And what we have now, which we didn't have before, which is indicated by this dotted line, is if the master site does go down, these satellite sites can stay up. They've got the
shared data, although they can't edit anything. They can't edit the, you know, the shared data. The sites are still live. You can still view the data, and they, you know, they're not dark.
Yeah, yep, so there is a delay, yeah. So, I mean, it's just a question of the user, so the administrators of the master site know that if they add something, it's not instantly on the satellite site. So, like I said, this... How big is the lag? We don't know yet, because it hasn't been put into production yet. We don't know. But,
I mean, we're hoping that it won't be days. You know, we're hoping it'll be more like minutes.
So, what that previous diagram kind of alluded to is, part of the challenge of this particular setup is that we have... We've developed this platform for people that they effectively resell
to other people, and although it was all one Plone site, there's some content which is, for instance, kind of certain training modules or help. There's some data which is shared between all of the kind of endpoints that their customers connect to, but there's some
which is separated off and specific to the customers that they resell to, which they... And they shouldn't be able to see one another's content, but they should be able to do. So, in the single Plone site, we've managed that with permissions. But the idea... But what we need to do in this solution, which we're trying to make scale, is the fact that there's
a central site where the site administrators are managing shared content that is available to everyone, and then there are other Plone sites where some of the content is specific to
just that Plone site, but some of it is coming from a shared source. And so, the extra step that we decided to introduce here is
mount points, which was fun. So, has anybody... Have people used mount points much in their sites? Has anyone used mount points and rail storage at the same time to mount
different file storages? We'll let you know. So, basically what...

A series of records
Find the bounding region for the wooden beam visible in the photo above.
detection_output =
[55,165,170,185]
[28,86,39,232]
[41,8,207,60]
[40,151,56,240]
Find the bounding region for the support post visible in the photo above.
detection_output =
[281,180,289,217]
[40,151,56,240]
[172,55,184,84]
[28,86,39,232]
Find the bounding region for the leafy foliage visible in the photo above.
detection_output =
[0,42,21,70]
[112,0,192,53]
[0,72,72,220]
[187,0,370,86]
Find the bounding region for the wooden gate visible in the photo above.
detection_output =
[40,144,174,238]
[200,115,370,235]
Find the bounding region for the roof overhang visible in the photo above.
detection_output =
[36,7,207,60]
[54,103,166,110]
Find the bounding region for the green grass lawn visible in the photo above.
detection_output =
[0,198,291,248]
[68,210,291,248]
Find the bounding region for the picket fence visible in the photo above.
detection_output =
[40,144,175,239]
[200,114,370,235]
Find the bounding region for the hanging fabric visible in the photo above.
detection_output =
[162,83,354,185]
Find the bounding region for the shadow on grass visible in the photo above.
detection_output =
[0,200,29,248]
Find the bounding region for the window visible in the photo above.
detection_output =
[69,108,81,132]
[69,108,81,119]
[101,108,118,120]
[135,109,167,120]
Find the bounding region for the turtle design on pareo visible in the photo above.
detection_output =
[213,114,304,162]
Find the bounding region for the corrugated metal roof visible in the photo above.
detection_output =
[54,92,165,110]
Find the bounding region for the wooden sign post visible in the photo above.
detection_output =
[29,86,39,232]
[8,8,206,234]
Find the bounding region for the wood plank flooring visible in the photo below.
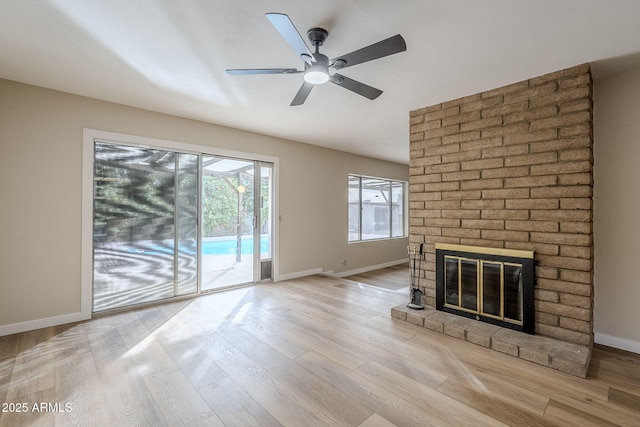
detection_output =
[345,263,410,295]
[0,276,640,427]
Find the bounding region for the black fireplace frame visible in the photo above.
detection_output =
[436,244,535,335]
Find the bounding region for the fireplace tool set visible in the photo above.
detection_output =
[407,243,424,310]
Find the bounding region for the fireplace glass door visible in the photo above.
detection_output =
[444,256,522,324]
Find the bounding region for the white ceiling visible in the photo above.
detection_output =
[0,0,640,163]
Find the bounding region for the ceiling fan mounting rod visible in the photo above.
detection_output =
[307,27,329,47]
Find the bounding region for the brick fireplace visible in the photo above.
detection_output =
[409,65,593,352]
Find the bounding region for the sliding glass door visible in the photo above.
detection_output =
[93,143,198,311]
[201,156,256,291]
[93,142,273,312]
[200,156,273,291]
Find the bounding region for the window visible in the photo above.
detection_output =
[349,175,406,242]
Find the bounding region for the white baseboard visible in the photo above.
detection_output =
[0,312,91,337]
[332,258,409,277]
[273,268,323,282]
[593,333,640,354]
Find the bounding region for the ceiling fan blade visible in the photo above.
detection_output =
[291,82,313,107]
[331,73,382,100]
[331,34,407,69]
[265,13,313,62]
[225,68,304,76]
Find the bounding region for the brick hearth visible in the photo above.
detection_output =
[391,305,591,378]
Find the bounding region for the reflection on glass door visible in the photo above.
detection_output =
[200,155,256,291]
[93,141,274,312]
[93,143,198,312]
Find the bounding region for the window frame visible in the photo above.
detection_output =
[347,173,408,244]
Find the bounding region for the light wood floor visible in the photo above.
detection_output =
[0,276,640,427]
[345,263,415,295]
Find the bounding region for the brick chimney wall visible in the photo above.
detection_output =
[409,65,593,345]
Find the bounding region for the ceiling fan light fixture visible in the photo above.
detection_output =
[304,64,329,85]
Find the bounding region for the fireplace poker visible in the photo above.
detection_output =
[407,243,424,310]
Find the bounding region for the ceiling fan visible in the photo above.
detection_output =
[226,13,407,106]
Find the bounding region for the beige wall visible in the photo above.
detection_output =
[0,80,408,335]
[594,69,640,353]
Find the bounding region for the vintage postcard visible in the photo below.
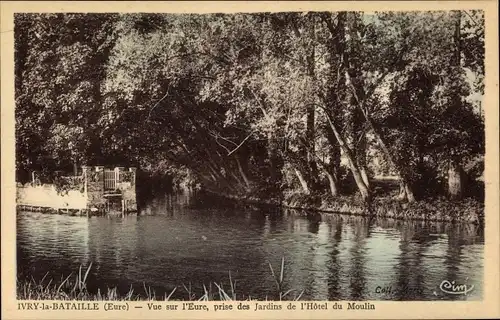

Required work —
a) Reproduce verbatim the passage of the transcript from "And what we" to "more like minutes.".
b) Update the records from the line with "Find the bounding region for the wooden gate" to the line with "[0,200,29,248]" by replacing "picket fence" with "wooden fence" and leaving all else unchanged, and return only those lines.
The transcript and the records are unrelated to each other.

Results for each task —
a)
And what we have now, which we didn't have before, which is indicated by this dotted line, is if the master site does go down, these satellite sites can stay up. They've got the
shared data, although they can't edit anything. They can't edit the, you know, the shared data. The sites are still live. You can still view the data, and they, you know, they're not dark.
Yeah, yep, so there is a delay, yeah. So, I mean, it's just a question of the user, so the administrators of the master site know that if they add something, it's not instantly on the satellite site. So, like I said, this... How big is the lag? We don't know yet, because it hasn't been put into production yet. We don't know. But,
I mean, we're hoping that it won't be days. You know, we're hoping it'll be more like minutes.

b)
Find the bounding region for the wooden gate visible in the photo above.
detection_output =
[40,144,174,238]
[200,115,370,235]
Find the bounding region for the roof overhang visible in the photo above.
detection_output =
[36,7,207,60]
[54,103,166,110]
Find the bounding region for the green grass lawn visible in the photo above.
detection_output =
[0,198,291,248]
[68,210,291,248]
Find the bounding region for the wooden fence visible in the photo above.
detection_output =
[40,144,175,239]
[200,114,370,235]
Find the bounding region for the hanging fabric visible in the photo above.
detection_output =
[162,83,354,185]
Find the bounding region for the shadow on grass visible in the photo above.
detection_output =
[0,200,29,248]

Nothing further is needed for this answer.